(Rows from a pointing dataset)
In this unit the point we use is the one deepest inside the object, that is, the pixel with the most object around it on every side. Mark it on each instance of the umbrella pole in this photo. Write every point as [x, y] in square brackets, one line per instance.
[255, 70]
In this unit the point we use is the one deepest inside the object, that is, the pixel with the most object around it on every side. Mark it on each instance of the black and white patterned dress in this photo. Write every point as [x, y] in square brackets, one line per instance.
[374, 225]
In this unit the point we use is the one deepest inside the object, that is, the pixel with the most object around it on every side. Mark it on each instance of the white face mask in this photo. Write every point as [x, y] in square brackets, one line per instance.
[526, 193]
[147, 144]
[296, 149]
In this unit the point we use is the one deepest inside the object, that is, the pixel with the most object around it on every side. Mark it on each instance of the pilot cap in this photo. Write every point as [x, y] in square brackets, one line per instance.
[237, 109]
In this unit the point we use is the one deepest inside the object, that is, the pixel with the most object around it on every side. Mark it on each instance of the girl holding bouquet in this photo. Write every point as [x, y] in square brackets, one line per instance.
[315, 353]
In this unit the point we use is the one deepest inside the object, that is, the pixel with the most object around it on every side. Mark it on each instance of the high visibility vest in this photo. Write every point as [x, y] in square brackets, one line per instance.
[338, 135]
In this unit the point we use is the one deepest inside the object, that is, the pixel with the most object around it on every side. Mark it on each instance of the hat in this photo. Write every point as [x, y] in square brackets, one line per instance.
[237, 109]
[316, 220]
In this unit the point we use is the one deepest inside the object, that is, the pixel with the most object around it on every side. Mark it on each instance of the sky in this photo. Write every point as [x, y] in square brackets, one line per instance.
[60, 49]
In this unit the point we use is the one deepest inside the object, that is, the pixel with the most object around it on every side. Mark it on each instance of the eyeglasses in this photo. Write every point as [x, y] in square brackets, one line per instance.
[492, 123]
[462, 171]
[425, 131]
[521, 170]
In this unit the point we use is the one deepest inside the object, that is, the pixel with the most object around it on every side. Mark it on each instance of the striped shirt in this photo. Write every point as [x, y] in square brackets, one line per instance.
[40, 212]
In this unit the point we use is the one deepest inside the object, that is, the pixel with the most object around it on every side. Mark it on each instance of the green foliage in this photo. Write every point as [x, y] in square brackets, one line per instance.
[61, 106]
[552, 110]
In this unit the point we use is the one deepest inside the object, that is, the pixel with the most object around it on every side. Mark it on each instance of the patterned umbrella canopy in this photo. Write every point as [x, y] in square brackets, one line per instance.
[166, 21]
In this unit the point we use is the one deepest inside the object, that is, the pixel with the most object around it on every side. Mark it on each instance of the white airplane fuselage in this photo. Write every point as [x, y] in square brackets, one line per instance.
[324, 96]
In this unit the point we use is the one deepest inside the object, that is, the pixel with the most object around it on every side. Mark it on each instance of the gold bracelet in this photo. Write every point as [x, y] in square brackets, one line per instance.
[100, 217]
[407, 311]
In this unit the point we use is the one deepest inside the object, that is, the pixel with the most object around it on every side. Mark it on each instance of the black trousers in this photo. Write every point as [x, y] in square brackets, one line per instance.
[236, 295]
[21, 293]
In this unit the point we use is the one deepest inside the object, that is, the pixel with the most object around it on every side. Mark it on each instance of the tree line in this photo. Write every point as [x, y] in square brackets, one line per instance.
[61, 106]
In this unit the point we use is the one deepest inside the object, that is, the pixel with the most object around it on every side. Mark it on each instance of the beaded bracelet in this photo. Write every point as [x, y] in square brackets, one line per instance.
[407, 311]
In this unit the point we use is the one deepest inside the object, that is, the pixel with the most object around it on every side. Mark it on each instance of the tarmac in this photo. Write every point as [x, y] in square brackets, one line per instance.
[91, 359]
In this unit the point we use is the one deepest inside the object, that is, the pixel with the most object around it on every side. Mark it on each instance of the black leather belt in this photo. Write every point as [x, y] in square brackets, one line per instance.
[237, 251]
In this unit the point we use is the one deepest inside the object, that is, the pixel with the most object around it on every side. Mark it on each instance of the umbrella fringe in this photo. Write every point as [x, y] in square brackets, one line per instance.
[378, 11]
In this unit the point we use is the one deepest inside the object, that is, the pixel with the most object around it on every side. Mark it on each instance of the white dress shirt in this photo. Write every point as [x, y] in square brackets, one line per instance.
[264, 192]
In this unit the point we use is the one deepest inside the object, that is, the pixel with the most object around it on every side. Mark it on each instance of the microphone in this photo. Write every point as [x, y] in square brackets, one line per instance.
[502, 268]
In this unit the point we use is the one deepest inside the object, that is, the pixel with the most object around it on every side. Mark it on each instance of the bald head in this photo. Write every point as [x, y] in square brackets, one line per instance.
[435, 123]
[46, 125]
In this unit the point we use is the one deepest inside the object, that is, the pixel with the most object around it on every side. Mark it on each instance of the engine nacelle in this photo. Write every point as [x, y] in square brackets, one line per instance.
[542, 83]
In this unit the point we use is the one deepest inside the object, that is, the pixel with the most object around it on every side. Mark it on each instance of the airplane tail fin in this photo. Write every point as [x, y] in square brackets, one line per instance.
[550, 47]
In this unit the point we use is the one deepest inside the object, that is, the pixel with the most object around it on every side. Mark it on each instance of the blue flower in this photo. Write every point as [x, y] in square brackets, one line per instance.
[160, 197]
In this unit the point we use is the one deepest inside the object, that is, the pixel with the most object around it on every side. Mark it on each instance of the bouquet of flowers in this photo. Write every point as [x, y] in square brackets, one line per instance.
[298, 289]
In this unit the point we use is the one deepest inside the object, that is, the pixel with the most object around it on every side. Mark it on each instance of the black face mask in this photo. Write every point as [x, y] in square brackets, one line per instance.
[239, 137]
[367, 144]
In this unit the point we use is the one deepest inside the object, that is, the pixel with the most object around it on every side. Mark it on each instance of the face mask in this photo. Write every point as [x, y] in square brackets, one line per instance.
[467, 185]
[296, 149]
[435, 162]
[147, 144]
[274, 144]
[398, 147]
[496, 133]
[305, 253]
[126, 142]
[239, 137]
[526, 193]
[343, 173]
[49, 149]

Aim
From the data above, extract every line in its exact form.

Result of the task
In this unit the point we use is the one deepest inside the object, that is, the pixel with the most object around it on every side. Mark it on each instance of the umbrella pole in this photo. Write every point as [x, y] in square brackets, one line per instance.
[255, 70]
In this unit the point we use is the one deepest inside the object, that is, the pixel with the most object around it on every side. Mark it on each instance of the black and white patterned dress in this photo. Write every point as [x, y] in square brackets, one line per instance.
[374, 225]
In this unit the point we use is the one deepest inside the object, that is, the pixel with the most object around it on every side. Mark it on each instance of the white face mask in this photo. Write every point as [x, y] in square brackets, one line per instance.
[526, 193]
[147, 144]
[296, 149]
In this unit the point we use is the one deepest inside the object, that is, the pixel with the most object around it on every side. Mark it on each instance of the pilot cap in this photo. Write every point as [x, y] in square brackets, one line per instance.
[237, 109]
In this unit the point we use is the one deepest inside the object, that is, the pixel with the most object around it on every side. Mark it on each instance of the girl holding bouquet in this photo. Write every point as [x, y] in square brackets, one line per instance.
[315, 353]
In this unit the point we use is the one deepest inside the object, that is, the pixel with the most object around it on every side. Mark it on each instance of the high visibility vest in this photo. Write every point as [x, y] in square brackets, one line per instance.
[338, 135]
In this unit the point we use is the one deepest inside the object, that is, the pixel with the most object around it on every side. Mark it on each instance of the hat in this photo. Write every point as [x, y] in square brackets, one line per instance.
[237, 109]
[316, 220]
In this unit the point we use is the one deepest inside the object, that is, the pixel with the most object around it on every side. Mark it on each instance of the sky in this photo. Write every point as [x, y] in square brackets, one line per instance.
[60, 49]
In this unit the point we use is the one deepest inside the object, that is, the pixel with the most object around it on every side. Mark it on each instance of the eyeglasses in this photo. Write every point as [x, y] in square brackets, one line per instance.
[492, 123]
[462, 171]
[425, 131]
[521, 170]
In this unit the point we use is the one deepest inside the object, that is, the pixel with the most object around it on every side. Mark it on each instance of the striped shirt in this photo. Write every point as [x, y] in square brackets, one line per instance.
[40, 212]
In this unit the point we use is the one deepest inside the object, that is, the pixel with the most object around it on every side. Mark it on each instance of the green foliage in this photo. Write every point as [x, y] in square brackets, one line per instance.
[61, 106]
[552, 110]
In this unit the point we use is the one deepest inside the object, that is, the pixel with the most object around it on every side. Mark it on each instance of the patterned umbrella canopy in this photo. Write every point as [x, y] in square brackets, one line per instance.
[166, 21]
In this unit the point we use is the one deepest inside the object, that is, the pixel with the most object around it on every side. Mark it on each instance of the white airplane fuselage in this photo. Write every point as [x, y] in square brackets, one line per instance.
[324, 96]
In this unit the point we use is the one deepest inside the object, that is, the pixel with the most object around it on every side. Mark it on each instance of the gold bracelet in this photo. Write every point as [x, y] in square brackets, one line per instance.
[100, 217]
[407, 311]
In this unit the point we use is the one deepest inside the object, that is, the pixel with the most object around it on every side. Mark it on each instance of the black trousers in this photo. Write every point as [x, y] in square brackets, one line per instance.
[236, 295]
[21, 293]
In this unit the point we use is the one deepest inside the object, that is, the pixel with the most object around it on every side. Mark it on each instance of the tree line in this photo. Write every point as [x, y] in square brackets, one line per instance.
[61, 106]
In this unit the point we use is the one deepest inside the object, that is, the pixel with the most object around it on every side. Mark it on each instance of the beaded bracelet in this photo. Write every point as [x, y] in square brackets, one line per instance.
[407, 311]
In this unit the point we use is the one deepest inside the object, that is, the pixel with the most object around it on every side. Mark it on each instance of the tarmac in this photo. Write every point as [x, y] in square brackets, one line per instance.
[91, 359]
In this unit the point we use is the one deepest inside the object, that is, the pixel with the most object around it on every side. Mark it on each instance of the black leather belt in this photo. Write every point as [x, y] in square brackets, one line per instance.
[237, 251]
In this unit the point we use is the one deepest inside the object, that is, the pixel with the most object around it on every side. Mark it on each instance of the umbrella fringe in this photo. Write every point as [x, y] in square brackets, one line per instance.
[378, 11]
In this unit the point we use is the one deepest inside the object, that is, the pixel with the most object around it on every side. Mark it on each instance of the white dress shirt in this photo. Write every point as [x, y] in square brackets, one line per instance.
[264, 192]
In this unit the point we use is the one deepest inside the object, that is, the pixel with the most object around it on every side. Mark it on each instance of the microphone in this photo. Write every point as [x, y] in square brackets, one line per instance.
[502, 268]
In this unit the point we use is the one deepest inside the object, that is, the pixel with the most object around it on every side. Mark it on each instance of the bald head in this photo. Write every point as [x, y] in square brackets, one line per instance.
[435, 123]
[46, 125]
In this unit the point we use is the one deepest inside the object, that is, the pixel with the most object around it on every side. Mark it on each instance of the engine nacelle in this photo. Write every point as [x, y] in square brackets, one line per instance.
[542, 83]
In this unit the point we use is the one deepest inside the object, that is, the pixel with the most object around it on every side. Mark it on each instance of the airplane tail fin in this photo. Write every point as [x, y] in square brackets, one line per instance.
[550, 47]
In this unit the point we use is the one deepest inside the object, that is, the pixel with the most object around it on every side. Mark it on each instance of the blue flower in this photo. Write every point as [x, y] in square brackets, one line per instance.
[160, 197]
In this unit the point we use is the one deepest inside the object, that is, the pixel with the most object around it on every side. Mark it on each instance of the bouquet of flowers in this photo. Write every point as [x, y] in square brackets, one line per instance.
[298, 289]
In this unit the point we use is the one deepest inside the object, that is, the pixel with the most object around it on every side. Mark it on each instance of the black face mask in this photo. Write every point as [x, y] in square brackets, one line per instance.
[239, 137]
[367, 144]
In this unit the point we use is the one deepest inside the object, that is, the pixel with the most object around it on every side. Mark it on each instance of the face mask in this photo. Write every point as [x, y] in square brackets, one line per instance.
[467, 185]
[296, 149]
[435, 162]
[147, 144]
[274, 144]
[398, 147]
[496, 133]
[305, 253]
[126, 142]
[239, 137]
[526, 193]
[343, 173]
[49, 149]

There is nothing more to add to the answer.